*** Records for the task
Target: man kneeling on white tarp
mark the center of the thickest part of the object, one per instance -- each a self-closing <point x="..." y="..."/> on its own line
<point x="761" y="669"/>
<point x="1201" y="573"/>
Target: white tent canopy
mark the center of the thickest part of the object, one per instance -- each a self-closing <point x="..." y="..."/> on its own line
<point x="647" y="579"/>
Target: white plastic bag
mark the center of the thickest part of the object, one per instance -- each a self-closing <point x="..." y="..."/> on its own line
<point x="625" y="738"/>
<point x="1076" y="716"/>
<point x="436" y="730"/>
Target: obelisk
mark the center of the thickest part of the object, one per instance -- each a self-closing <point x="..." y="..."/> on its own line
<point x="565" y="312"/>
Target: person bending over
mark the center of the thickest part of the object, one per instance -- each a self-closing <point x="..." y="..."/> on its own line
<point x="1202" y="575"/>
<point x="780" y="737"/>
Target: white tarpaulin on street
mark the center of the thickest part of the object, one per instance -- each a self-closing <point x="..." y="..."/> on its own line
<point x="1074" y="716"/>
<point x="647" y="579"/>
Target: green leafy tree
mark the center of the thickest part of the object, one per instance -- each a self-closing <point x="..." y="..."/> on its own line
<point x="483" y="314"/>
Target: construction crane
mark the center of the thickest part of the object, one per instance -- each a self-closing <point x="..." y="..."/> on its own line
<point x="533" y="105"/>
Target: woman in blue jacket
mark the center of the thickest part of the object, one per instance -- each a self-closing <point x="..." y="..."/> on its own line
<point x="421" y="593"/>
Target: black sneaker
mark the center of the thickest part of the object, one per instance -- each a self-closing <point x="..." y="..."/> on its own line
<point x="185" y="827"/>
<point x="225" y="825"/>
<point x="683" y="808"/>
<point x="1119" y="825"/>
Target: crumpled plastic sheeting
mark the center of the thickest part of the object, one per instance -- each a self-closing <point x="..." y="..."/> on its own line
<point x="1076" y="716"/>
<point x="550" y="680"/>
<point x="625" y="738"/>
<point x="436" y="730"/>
******
Write out the records once more, precisely as they stand.

Target: man kneeling on white tarp
mark the center of the thickest part of the object, one per instance -- each a self-closing <point x="..." y="..."/> on its own line
<point x="761" y="669"/>
<point x="1201" y="573"/>
Target: white tent canopy
mark the center of the thickest part of the object, one per instance -- each a self-closing <point x="..." y="..."/> on its own line
<point x="647" y="579"/>
Target: white plastic bag
mark the center of the thickest part of the object, one per instance -- each a self-closing <point x="..." y="..."/> on its own line
<point x="625" y="738"/>
<point x="1076" y="716"/>
<point x="436" y="730"/>
Target: obelisk
mark the center of the thickest part of the object, one per instance -- each a self-closing <point x="..." y="..."/> on its own line
<point x="565" y="312"/>
Target: person bending over
mark the center of the thickest part of the object, one per instance -- each a self-closing <point x="..." y="..."/> on its own line
<point x="1202" y="575"/>
<point x="780" y="737"/>
Target: white tarpaulin on street
mark the center of the thickest part of the object, one per instance -- each a self-closing <point x="..." y="..."/> on its own line
<point x="1074" y="716"/>
<point x="647" y="579"/>
Target: green leafy tree
mark the center of the thickest part of the object, one per instance -- each a self-closing <point x="..." y="..."/> on its own line
<point x="483" y="314"/>
Target: construction crane
mark the center of the thickest part of the object, one per instance -- each a self-closing <point x="..." y="..."/> on its own line
<point x="533" y="105"/>
Target: woman in blue jacket
mark the center of the thickest part of the object, one per instance -- each a self-closing <point x="..." y="..."/> on its own line
<point x="421" y="593"/>
Target: black sneaker
mark the center of the thickest part of the object, one per instance -- each a self-closing <point x="..." y="..."/> on its own line
<point x="185" y="827"/>
<point x="225" y="825"/>
<point x="683" y="808"/>
<point x="1119" y="825"/>
Target: crumpled plastic sheeting
mark the center of the thickest part of the object, one per instance -- each a self-closing <point x="..." y="..."/> on its own line
<point x="1076" y="716"/>
<point x="550" y="680"/>
<point x="625" y="738"/>
<point x="436" y="730"/>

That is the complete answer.